→ **Instructions for the task**
Pick out each line in the listing below that contains the string "with", and copy those lines in full. Match case exactly.

start

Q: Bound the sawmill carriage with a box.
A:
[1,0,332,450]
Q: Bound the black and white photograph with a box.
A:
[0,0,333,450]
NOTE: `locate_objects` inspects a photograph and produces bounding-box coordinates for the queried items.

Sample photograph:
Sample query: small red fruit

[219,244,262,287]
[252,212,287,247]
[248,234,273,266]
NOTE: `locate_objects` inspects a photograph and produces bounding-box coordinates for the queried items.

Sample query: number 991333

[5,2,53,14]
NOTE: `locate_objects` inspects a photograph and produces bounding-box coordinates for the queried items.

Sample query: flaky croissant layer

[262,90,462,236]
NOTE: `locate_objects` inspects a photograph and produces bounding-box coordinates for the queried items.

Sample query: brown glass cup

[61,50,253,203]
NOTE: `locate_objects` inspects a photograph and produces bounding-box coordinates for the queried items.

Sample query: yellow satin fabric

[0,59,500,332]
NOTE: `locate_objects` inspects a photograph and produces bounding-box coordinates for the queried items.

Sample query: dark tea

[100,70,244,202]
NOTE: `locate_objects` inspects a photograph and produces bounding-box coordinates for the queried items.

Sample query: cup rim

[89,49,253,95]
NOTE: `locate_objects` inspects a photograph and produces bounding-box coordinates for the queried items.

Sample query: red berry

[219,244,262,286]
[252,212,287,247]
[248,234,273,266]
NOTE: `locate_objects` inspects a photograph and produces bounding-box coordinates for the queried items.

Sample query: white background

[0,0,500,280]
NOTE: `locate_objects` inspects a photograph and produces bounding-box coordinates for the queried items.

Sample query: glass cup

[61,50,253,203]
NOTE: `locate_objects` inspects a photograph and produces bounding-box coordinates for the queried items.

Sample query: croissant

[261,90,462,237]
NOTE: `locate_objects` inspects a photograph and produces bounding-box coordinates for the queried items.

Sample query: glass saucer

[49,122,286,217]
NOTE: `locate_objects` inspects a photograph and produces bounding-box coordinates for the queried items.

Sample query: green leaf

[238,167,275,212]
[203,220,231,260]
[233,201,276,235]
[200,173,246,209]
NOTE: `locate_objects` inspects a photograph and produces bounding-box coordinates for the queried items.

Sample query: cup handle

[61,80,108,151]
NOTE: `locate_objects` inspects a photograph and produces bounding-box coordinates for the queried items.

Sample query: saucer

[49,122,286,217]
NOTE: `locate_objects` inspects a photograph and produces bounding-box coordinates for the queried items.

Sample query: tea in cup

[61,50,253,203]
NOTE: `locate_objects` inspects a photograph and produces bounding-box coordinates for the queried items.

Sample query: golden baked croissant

end

→ **Task output**
Q: Bound the sawmill carriage with a box.
Q: Bound the black and white photograph with a box.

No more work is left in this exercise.